EXERCISE OBJECTIVE
Your output should be the entries below, exact in every detail.
= = = = = = =
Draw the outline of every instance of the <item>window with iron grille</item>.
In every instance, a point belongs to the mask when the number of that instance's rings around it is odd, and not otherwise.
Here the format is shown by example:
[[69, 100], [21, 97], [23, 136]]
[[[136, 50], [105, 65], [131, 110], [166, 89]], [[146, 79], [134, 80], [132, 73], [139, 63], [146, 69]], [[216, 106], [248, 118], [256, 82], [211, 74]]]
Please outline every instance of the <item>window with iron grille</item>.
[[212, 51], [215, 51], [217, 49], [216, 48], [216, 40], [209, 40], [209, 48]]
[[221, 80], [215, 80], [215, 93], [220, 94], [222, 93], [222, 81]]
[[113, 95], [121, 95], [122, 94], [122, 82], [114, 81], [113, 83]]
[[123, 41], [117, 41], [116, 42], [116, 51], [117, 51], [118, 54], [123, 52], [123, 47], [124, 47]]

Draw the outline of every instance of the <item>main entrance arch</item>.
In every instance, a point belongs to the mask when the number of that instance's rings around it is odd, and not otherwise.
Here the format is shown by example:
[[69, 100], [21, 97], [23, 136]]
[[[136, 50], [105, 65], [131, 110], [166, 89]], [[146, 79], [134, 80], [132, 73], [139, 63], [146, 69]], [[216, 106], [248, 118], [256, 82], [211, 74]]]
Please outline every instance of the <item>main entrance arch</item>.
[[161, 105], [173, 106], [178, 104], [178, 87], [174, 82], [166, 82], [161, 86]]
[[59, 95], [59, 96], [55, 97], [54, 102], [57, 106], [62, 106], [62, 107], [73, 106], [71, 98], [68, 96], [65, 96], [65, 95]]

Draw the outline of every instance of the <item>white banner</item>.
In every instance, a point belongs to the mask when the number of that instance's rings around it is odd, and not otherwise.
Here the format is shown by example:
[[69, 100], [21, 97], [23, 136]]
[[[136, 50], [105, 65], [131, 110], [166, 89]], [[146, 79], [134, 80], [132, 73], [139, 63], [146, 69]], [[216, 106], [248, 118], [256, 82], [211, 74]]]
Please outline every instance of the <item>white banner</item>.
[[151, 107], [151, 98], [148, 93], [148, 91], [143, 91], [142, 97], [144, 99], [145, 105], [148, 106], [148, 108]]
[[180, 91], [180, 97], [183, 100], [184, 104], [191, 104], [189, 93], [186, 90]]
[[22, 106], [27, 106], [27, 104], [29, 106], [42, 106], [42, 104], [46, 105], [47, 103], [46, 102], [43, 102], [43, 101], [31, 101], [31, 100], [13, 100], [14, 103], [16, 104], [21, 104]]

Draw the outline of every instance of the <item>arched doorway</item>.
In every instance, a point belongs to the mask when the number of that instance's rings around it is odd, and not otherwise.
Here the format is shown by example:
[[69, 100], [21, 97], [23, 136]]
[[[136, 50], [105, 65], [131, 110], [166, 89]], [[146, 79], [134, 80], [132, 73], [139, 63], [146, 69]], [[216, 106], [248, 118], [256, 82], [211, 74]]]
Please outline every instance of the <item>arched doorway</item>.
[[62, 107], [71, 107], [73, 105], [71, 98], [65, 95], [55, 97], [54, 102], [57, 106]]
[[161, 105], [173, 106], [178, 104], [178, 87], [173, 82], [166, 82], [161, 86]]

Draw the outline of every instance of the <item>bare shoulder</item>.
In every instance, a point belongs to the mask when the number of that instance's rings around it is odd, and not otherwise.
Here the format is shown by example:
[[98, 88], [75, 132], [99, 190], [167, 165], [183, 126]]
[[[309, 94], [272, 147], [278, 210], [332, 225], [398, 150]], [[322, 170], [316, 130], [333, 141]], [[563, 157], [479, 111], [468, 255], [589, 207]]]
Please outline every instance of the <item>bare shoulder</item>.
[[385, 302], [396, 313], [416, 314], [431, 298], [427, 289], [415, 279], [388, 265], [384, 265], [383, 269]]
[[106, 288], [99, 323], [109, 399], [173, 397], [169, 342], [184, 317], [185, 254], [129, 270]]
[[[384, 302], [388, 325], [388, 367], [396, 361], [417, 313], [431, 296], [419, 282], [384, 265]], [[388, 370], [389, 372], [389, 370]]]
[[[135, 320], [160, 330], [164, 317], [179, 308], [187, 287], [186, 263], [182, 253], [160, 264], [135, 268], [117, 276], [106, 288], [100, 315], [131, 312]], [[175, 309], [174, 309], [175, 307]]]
= = = = = = =
YOUR RESPONSE
Draw the outline of every instance of the <item>window with iron grille</item>.
In every instance, a point belongs to the mask when the number of that instance's rings around it is odd, and not otherwise.
Here the format is shown by example:
[[69, 100], [21, 97], [23, 136]]
[[[136, 50], [105, 65], [131, 110], [166, 89]], [[146, 79], [134, 80], [132, 73], [139, 63], [146, 69]], [[216, 106], [248, 118], [256, 82], [211, 74]]]
Please outline every instance of the <item>window with iron grille</item>.
[[212, 51], [215, 51], [217, 49], [216, 48], [216, 40], [209, 40], [209, 48]]
[[221, 80], [215, 80], [215, 93], [220, 94], [222, 93], [222, 81]]
[[113, 95], [121, 95], [122, 94], [122, 82], [114, 81], [113, 83]]
[[123, 41], [117, 41], [116, 42], [116, 51], [117, 51], [118, 54], [123, 52], [123, 47], [124, 47]]

Draw the outline of every instance of the <item>main entrance arch</item>.
In every instance, a point belongs to the mask when the number of that instance's rings around it is odd, and not otherwise.
Here the format is shown by example:
[[69, 100], [21, 97], [23, 136]]
[[[136, 50], [105, 65], [131, 110], [166, 89]], [[146, 79], [134, 80], [132, 73], [139, 63], [146, 69]], [[216, 106], [248, 118], [256, 82], [211, 74]]]
Please outline every instance of the <item>main entrance arch</item>.
[[161, 105], [173, 106], [178, 104], [178, 87], [174, 82], [166, 82], [161, 86]]
[[59, 95], [59, 96], [55, 97], [54, 102], [57, 106], [62, 106], [62, 107], [73, 106], [71, 98], [68, 96], [65, 96], [65, 95]]

Draw the outline of every instance of the <item>white banner</item>.
In every instance, a point belongs to the mask when the number of that instance's rings around it is odd, and not otherwise.
Here the format is shown by example:
[[69, 100], [21, 97], [23, 136]]
[[[136, 50], [105, 65], [131, 110], [166, 89]], [[146, 79], [134, 80], [132, 73], [139, 63], [146, 69]], [[216, 106], [248, 118], [256, 82], [211, 74]]]
Please outline every instance of the <item>white banner</item>.
[[151, 107], [151, 98], [148, 93], [148, 91], [143, 91], [142, 97], [144, 99], [145, 105], [148, 106], [148, 108]]
[[180, 91], [180, 97], [183, 100], [184, 104], [191, 104], [189, 93], [186, 90]]
[[22, 106], [27, 106], [27, 104], [29, 106], [42, 106], [42, 104], [46, 105], [47, 103], [46, 102], [43, 102], [43, 101], [31, 101], [31, 100], [13, 100], [14, 103], [16, 104], [21, 104]]

Draw the outline of every instance of the <item>arched doorway</item>.
In every instance, a point belongs to the mask when the number of that instance's rings around it is odd, and not otherwise.
Here the format is shown by example:
[[69, 100], [21, 97], [23, 136]]
[[[136, 50], [105, 65], [131, 110], [166, 89]], [[146, 79], [134, 80], [132, 73], [139, 63], [146, 69]], [[216, 106], [248, 118], [256, 82], [211, 74]]]
Please outline every instance of the <item>arched doorway</item>.
[[62, 107], [71, 107], [73, 105], [71, 98], [65, 95], [55, 97], [54, 102], [57, 106]]
[[161, 105], [173, 106], [178, 104], [178, 87], [173, 82], [166, 82], [161, 86]]

Draw the outline of every instance of the <item>bare shoulder</item>.
In every instance, a point belongs to the mask when the number of that instance's rings around it is odd, and not otherwise.
Here the format is shown by example:
[[98, 88], [75, 132], [99, 190], [167, 165], [183, 126]]
[[[309, 94], [272, 147], [278, 210], [332, 225], [398, 150]], [[322, 170], [316, 130], [333, 141]], [[563, 157], [479, 111], [468, 255], [589, 207]]]
Please outline every instance of the <item>bare shoulder</item>.
[[385, 302], [396, 313], [416, 314], [431, 298], [427, 289], [415, 279], [388, 265], [384, 265], [383, 269]]
[[106, 288], [99, 323], [109, 399], [173, 397], [169, 342], [184, 317], [185, 254], [129, 270]]
[[[384, 302], [388, 325], [388, 367], [396, 361], [417, 313], [431, 296], [419, 282], [384, 265]], [[388, 370], [389, 372], [389, 370]]]
[[[135, 320], [160, 330], [164, 317], [179, 308], [187, 287], [186, 263], [182, 253], [160, 264], [135, 268], [117, 276], [106, 288], [100, 315], [131, 312]], [[175, 309], [174, 309], [175, 307]]]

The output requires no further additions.